TEXTE SOURCE:
----------------

J’avoue, initialement, ce concert de Puscifer, on y allait pour voir le mythique Maynard James Keenan, le frontman ne pouvait être ignoré tant il se fait rare dans nos contrées. Et si le côté side-project redneck de cette entité musicale a laissé sceptique plus d’un fan de Tool, les écoutes successives de l’album « Money Shot » pour le concert avaient enclenché un petit déclic. Et puis disons-le, aller voir MJK pour moitié moins cher qu’un passage annulé au Grand Rex dans la capitale française, ça, c’est un vrai plaisir de provincial. Pour le coup, on a décidé de vous livrer, non pas UN, mais DEUX live reports signés Ross et T-Bow (dans cet ordre).
Les superstars du catch
Quand Maynard est en concert, c’est toujours organisé selon ses règles et on est vite mis à l’aise ; « Non monsieur, le photopass, faut le coller tout de suite sur vous, sinon vous ne pourrez pas rentrer, c’est très strict ce soir. » Et pour les photos, « ce sont les deux premières chansons seulement et pas trois ». La première partie de Puscifer ? Luchafer, une troupe de catcheurs façon lucha libre qui chauffent la salle dès 20h, ring sur scène. Étrange. Mais hé ! C’est Maynard. 20h30 pétantes, le Major Douchebag apparait sur les écrans disposés de part et d’autre de la scène annonçant de le début des hostilités sur le titre « Simultaneous » et son intro mystique de 4 minutes avant qu’enfin, le frontman n’apparaisse sur scène. Enfin. Apparaisse. Un bien grand mot. Caché derrière son énorme micro en arrière du ring, dans le noir, équipé d’un masque noir, Maynard est là où l’on pouvait s’y attendre. Présent de son incroyable charisme mais le plus à l’écart possible des lumières. Et si le frontman fera l’effort de passer quelques fois devant le ring durant ce concert découpé en 4 actes sur fond de scénographie luttesque, c’est bien en Monsieur Modeste qu’il essaiera au maximum de se positionner. C’est d’ailleurs, le batteur Jeff Friedl (A Perfect Circle, Ashes Divide, Devo ou encore Filter) qui occupe la place centrale scénique. Une formation en live importante, Maynard ne voyage pas seul, au-delà des 5 catcheurs, il est accompagné de Carina Round au chant, véritable alter-ego scénique mais aussi Mat Mitchell à la guitare (mais aussi en tant qu’ingé son, producteur,…) ou encore Paul Barker de Ministry à la basse.

----------------

CONSIGNE A: Recopiez le passage du compte rendu compris entre « J’avoue, initialement, ce » et « (dans cet ordre). », bornes incluses, en changeant « concert » en « spectacle ».
CONSIGNE B: Résumez le compte rendu en deux phrases.
CONSIGNE C: D'après le compte rendu, à quelle heure le Major Douchebag apparaît-il sur les écrans ?

Entrées d'un jeu d'annotations par points

----------------

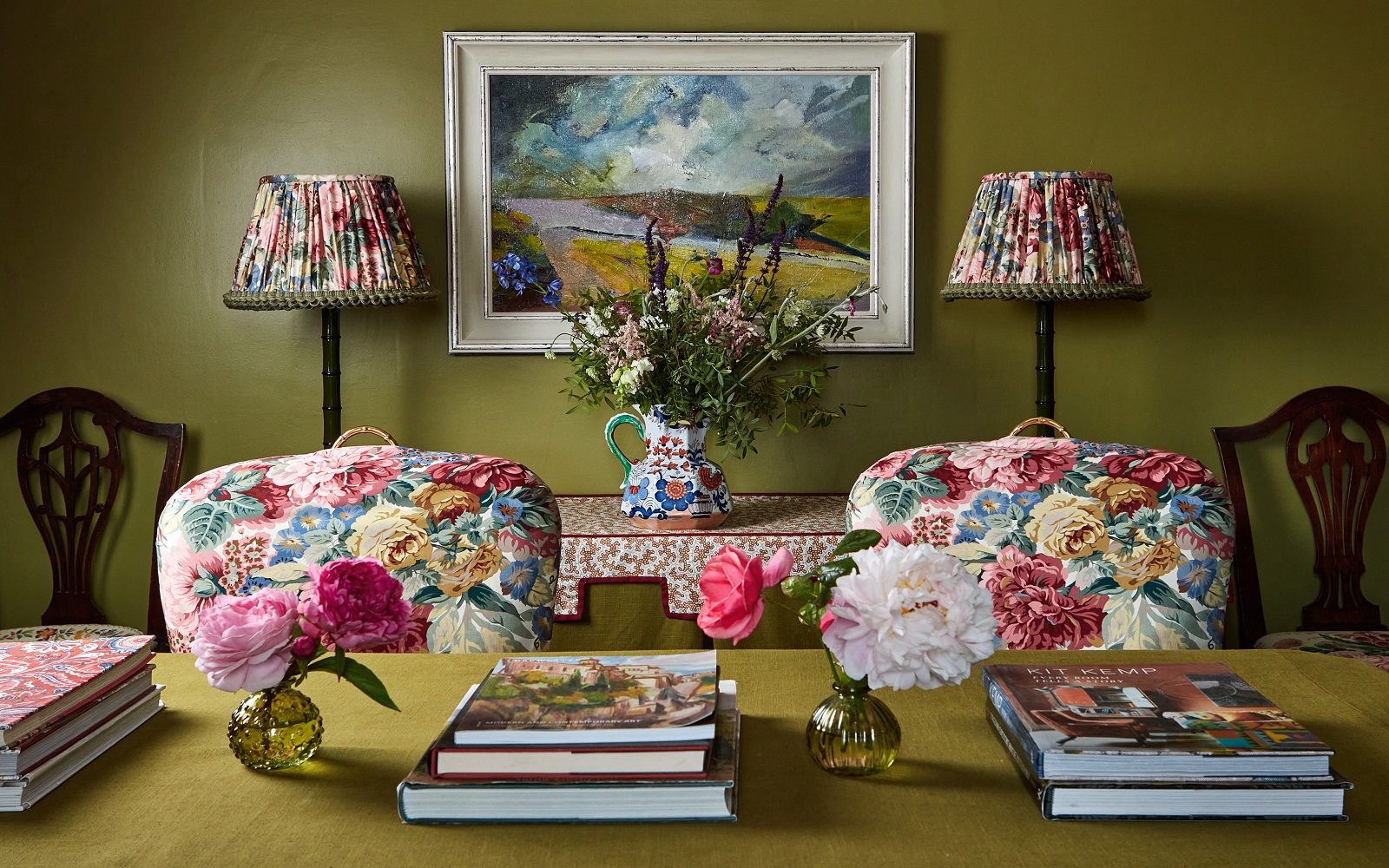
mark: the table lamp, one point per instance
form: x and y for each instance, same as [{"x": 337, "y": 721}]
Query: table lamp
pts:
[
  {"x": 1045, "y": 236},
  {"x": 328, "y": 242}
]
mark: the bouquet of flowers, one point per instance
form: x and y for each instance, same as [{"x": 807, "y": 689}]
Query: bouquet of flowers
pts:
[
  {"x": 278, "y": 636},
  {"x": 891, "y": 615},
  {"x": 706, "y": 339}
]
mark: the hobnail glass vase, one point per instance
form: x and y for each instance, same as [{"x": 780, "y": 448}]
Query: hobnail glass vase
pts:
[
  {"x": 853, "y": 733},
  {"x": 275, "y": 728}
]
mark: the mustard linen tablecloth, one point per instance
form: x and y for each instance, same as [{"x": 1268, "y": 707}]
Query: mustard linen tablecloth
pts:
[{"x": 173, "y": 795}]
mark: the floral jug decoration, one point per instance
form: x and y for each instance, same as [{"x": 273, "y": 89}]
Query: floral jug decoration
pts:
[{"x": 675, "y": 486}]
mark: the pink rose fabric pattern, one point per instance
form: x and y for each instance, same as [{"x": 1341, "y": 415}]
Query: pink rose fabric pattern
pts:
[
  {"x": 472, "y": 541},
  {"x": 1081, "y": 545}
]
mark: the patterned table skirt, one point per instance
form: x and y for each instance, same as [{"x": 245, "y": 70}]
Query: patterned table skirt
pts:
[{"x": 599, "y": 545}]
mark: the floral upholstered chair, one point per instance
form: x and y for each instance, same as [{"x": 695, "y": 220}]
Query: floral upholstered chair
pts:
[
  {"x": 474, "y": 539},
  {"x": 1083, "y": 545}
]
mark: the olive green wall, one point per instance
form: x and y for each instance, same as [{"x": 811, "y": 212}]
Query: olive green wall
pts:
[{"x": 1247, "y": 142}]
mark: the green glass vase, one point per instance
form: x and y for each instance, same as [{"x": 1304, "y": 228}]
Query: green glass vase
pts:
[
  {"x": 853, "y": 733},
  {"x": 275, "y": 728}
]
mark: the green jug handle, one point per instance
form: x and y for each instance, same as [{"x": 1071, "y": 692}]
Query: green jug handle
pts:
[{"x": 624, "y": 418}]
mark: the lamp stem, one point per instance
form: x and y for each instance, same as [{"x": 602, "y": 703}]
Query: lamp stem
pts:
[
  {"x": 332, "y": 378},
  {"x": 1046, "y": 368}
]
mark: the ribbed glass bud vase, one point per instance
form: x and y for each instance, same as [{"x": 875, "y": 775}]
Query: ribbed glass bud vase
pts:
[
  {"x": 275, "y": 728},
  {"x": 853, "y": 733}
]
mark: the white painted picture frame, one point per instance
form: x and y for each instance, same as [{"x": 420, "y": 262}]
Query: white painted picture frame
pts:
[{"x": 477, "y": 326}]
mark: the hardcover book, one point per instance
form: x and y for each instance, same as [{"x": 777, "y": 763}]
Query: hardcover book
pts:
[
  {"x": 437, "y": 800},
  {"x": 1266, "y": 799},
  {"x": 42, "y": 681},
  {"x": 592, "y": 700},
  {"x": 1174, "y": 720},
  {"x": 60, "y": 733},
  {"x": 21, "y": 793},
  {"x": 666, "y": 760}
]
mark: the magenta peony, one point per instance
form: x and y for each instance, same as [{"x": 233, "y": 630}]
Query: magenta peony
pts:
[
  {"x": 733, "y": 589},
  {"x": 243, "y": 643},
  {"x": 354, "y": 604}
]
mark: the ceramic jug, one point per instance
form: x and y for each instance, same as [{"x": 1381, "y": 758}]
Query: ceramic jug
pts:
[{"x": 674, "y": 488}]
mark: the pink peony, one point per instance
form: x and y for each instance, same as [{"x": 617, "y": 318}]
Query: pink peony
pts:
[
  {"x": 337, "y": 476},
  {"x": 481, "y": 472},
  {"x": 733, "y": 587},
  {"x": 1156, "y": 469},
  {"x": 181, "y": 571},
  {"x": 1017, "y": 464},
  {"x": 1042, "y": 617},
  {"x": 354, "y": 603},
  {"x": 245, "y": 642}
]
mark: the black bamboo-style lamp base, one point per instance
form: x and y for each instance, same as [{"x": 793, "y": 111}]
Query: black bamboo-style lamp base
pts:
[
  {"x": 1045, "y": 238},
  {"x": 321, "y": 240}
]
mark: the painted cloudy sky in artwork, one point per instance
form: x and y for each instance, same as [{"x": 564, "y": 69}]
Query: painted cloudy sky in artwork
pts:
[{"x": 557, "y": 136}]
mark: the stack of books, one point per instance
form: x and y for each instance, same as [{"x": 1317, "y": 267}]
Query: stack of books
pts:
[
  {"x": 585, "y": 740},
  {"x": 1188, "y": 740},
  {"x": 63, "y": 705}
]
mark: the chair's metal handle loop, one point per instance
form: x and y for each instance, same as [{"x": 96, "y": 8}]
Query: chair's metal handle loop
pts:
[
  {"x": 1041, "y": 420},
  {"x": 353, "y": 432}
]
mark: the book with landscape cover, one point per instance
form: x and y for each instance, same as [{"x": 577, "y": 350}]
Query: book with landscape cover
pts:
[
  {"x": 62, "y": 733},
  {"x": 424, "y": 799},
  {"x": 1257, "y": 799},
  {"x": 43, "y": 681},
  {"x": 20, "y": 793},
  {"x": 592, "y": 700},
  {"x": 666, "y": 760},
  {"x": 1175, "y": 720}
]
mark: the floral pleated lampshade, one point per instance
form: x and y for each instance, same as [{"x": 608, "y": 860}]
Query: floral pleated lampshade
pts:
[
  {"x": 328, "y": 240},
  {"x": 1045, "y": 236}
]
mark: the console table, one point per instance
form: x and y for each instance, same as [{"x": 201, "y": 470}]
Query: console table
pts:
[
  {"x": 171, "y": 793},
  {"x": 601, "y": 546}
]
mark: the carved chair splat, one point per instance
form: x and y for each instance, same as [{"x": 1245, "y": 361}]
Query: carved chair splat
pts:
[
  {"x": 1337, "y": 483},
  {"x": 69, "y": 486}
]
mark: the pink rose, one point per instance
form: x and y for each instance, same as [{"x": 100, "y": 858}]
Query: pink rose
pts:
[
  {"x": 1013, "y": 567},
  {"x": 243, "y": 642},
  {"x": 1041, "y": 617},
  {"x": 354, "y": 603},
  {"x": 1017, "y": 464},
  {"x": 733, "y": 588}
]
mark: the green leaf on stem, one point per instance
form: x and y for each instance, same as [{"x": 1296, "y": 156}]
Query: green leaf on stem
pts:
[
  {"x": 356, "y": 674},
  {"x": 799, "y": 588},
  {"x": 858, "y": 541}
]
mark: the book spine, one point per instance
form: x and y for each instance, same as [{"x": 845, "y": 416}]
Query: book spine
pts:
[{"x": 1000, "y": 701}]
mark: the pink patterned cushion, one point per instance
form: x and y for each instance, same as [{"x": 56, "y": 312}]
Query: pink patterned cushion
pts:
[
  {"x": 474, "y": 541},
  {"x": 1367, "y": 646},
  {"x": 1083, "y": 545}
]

----------------

RÉSULTAT A:
J’avoue, initialement, ce spectacle de Puscifer, on y allait pour voir le mythique Maynard James Keenan, le frontman ne pouvait être ignoré tant il se fait rare dans nos contrées. Et si le côté side-project redneck de cette entité musicale a laissé sceptique plus d’un fan de Tool, les écoutes successives de l’album « Money Shot » pour le spectacle avaient enclenché un petit déclic. Et puis disons-le, aller voir MJK pour moitié moins cher qu’un passage annulé au Grand Rex dans la capitale française, ça, c’est un vrai plaisir de provincial. Pour le coup, on a décidé de vous livrer, non pas UN, mais DEUX live reports signés Ross et T-Bow (dans cet ordre).

RÉSULTAT B: Le compte rendu décrit un concert de Puscifer auquel les auteurs sont allés surtout pour voir Maynard James Keenan, et dont la première partie était assurée par Luchafer, une troupe de catcheurs façon lucha libre. Sur scène, Maynard reste caché derrière son micro, masqué et à l'écart des lumières, tandis que le batteur Jeff Friedl occupe la place centrale et que Carina Round, Mat Mitchell et Paul Barker l'accompagnent.

RÉSULTAT C: À 20h30 pétantes.